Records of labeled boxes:
begin
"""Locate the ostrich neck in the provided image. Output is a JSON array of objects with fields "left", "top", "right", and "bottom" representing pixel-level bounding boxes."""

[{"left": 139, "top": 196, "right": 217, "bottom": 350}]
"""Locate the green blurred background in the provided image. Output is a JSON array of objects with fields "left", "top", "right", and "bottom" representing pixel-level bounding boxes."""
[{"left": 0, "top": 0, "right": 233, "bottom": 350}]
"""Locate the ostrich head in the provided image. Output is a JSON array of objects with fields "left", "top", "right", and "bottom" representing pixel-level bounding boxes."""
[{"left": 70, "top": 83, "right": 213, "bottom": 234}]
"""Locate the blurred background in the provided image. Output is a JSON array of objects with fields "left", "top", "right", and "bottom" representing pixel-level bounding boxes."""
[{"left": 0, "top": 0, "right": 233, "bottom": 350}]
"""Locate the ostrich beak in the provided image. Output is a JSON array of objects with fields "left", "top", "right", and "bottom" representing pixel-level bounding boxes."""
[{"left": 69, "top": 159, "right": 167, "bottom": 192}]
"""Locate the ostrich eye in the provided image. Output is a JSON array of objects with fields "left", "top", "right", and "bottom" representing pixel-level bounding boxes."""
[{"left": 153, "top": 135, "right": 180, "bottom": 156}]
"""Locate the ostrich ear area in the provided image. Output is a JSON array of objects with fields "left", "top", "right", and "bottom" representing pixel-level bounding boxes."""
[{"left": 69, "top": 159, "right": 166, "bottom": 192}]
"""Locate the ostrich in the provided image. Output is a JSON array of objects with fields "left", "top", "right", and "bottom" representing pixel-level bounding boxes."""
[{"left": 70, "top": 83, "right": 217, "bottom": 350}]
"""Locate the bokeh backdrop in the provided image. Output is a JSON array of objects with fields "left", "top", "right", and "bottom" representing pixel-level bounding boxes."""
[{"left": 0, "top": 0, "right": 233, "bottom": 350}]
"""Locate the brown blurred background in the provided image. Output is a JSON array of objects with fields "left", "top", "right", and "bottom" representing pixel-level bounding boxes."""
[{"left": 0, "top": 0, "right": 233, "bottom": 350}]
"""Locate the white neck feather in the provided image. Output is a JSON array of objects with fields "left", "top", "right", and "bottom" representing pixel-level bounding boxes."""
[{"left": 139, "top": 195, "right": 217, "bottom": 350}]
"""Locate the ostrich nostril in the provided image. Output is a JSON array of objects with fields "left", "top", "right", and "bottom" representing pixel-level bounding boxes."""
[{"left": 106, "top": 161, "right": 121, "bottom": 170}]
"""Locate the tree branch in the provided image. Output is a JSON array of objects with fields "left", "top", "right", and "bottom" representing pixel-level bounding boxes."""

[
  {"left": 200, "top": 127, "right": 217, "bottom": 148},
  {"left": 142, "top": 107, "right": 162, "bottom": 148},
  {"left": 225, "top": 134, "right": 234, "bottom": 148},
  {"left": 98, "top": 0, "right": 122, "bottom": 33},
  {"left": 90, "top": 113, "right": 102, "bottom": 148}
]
end
#### Exercise directions
Output the records above in their entirety, exactly.

#### Answer to the problem
"""Locate the ostrich neck in the provided image. Output is a JSON array of objects with fields "left", "top", "right", and "bottom" representing pixel-level bounding boxes."""

[{"left": 139, "top": 196, "right": 217, "bottom": 350}]
"""Locate the green blurred background in the provided image. Output is a JSON array of objects with fields "left", "top", "right", and "bottom" representing pixel-level bounding boxes."""
[{"left": 0, "top": 0, "right": 233, "bottom": 350}]
"""Locate the ostrich head in the provided image. Output is a JSON array of objects with fields "left", "top", "right", and "bottom" representing pixel-level bounding boxes."""
[{"left": 70, "top": 83, "right": 213, "bottom": 234}]
"""Locate the blurred background in the provided image. Output is a JSON array of objects with fields "left", "top", "right", and "bottom" representing pixel-level bounding boxes."""
[{"left": 0, "top": 0, "right": 233, "bottom": 350}]
"""Locate the ostrich beak in the provided image. Output is a JSON array of objects with fields "left", "top", "right", and "bottom" representing pixel-level bounding boxes."""
[{"left": 69, "top": 159, "right": 167, "bottom": 192}]
"""Locate the ostrich eye in the provided image. Output is a JSON array of objects with fields "left", "top", "right", and "bottom" representing pixel-level bounding boxes."""
[{"left": 153, "top": 135, "right": 180, "bottom": 156}]
"""Locate the ostrich ear area in the provided image. Output is a JSON array of objects with fields "left", "top", "right", and "bottom" representing pixel-level bounding boxes."""
[{"left": 69, "top": 159, "right": 166, "bottom": 192}]
"""Locate the ostrich in the provided image. Output is a JSON array of objects with fields "left", "top", "right", and "bottom" representing pixel-level bounding boxes."""
[{"left": 70, "top": 83, "right": 217, "bottom": 350}]
"""Locate the bokeh backdrop in the provided image. Output is a JSON array of objects with fields "left", "top", "right", and "bottom" representing pixel-level bounding boxes."""
[{"left": 0, "top": 0, "right": 233, "bottom": 350}]
"""Locate the brown blurred background in the provided image. Output is a JSON array of objects with fields "left", "top", "right", and "bottom" representing pixel-level bounding boxes."""
[{"left": 0, "top": 0, "right": 233, "bottom": 350}]
"""Locate the white neck feather in the provided image. Output is a JSON array of objects with fields "left", "top", "right", and "bottom" representing pixel-level bounding boxes."""
[{"left": 139, "top": 195, "right": 217, "bottom": 350}]
"""Locate the ostrich nostril in the provided image. Output is a JSON array of objects with fields "left", "top", "right", and "bottom" representing pixel-level bounding boxes."""
[{"left": 106, "top": 161, "right": 121, "bottom": 170}]
"""Locate the tree branch in the provided image. Output is a JSON array of objects with fields "left", "top", "right", and "bottom" representing pixel-level bounding boxes."""

[
  {"left": 200, "top": 127, "right": 217, "bottom": 148},
  {"left": 142, "top": 107, "right": 162, "bottom": 148},
  {"left": 225, "top": 134, "right": 234, "bottom": 148},
  {"left": 98, "top": 0, "right": 122, "bottom": 33},
  {"left": 90, "top": 113, "right": 102, "bottom": 148}
]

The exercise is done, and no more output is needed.